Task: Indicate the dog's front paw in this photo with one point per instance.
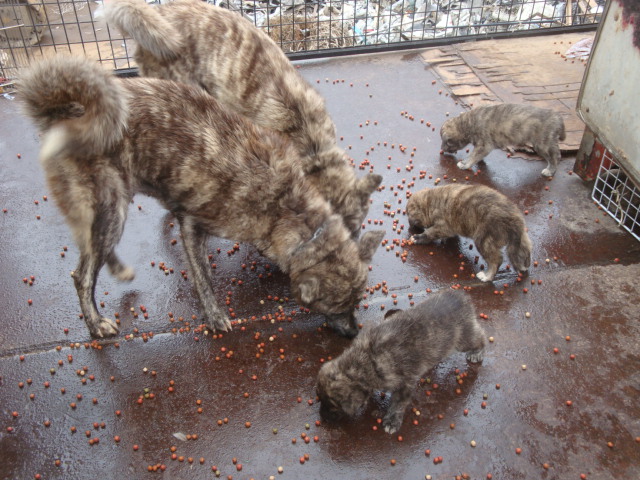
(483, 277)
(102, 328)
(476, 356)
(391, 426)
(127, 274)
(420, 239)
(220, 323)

--

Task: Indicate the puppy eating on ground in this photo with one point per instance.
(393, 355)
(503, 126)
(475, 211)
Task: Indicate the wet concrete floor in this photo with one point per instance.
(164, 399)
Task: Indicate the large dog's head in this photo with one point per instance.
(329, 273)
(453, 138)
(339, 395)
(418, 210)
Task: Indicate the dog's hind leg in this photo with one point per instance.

--

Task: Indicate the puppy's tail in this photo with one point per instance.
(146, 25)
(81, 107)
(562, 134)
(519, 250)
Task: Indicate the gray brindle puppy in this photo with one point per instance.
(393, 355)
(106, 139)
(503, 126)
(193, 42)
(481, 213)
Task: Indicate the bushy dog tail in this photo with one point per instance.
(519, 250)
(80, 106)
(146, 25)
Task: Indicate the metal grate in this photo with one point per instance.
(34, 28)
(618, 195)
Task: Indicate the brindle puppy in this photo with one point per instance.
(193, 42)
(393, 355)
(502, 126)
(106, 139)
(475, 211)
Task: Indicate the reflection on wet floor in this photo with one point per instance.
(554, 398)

--

_What is being asked_
Which lines above contain the string "floor"? Copy each of them in full, treating uppercase and lowercase letters as distinct.

_Correct result_
Task: Indicate the wet concrete floor in this photo with one point per instance.
Task: Indicate the reflection on wet floor in this photo with one point per instance.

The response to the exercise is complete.